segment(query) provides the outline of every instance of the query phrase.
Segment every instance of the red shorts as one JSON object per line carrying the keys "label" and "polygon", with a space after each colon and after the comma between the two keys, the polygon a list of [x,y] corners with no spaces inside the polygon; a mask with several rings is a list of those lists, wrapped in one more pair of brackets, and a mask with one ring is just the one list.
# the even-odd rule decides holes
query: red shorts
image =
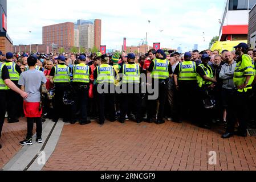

***

• TASK DESCRIPTION: Reproduce the listing above word for word, leaving out the image it contains.

• WRITTEN ANSWER:
segment(query) provides the outline of every instance of the query phrase.
Segment every instance of the red shorts as one JSON object per line carrying the keys "label" and "polygon", with a space after each colon and after the comma between the two keys, the polygon a list of [x,y] corners with no spaces inside the polygon; a mask with several rings is a list of those lists, wrapped in one more pair of brackets, and a mask with one ring is just the one list.
# the even-odd rule decides holes
query: red shorts
image =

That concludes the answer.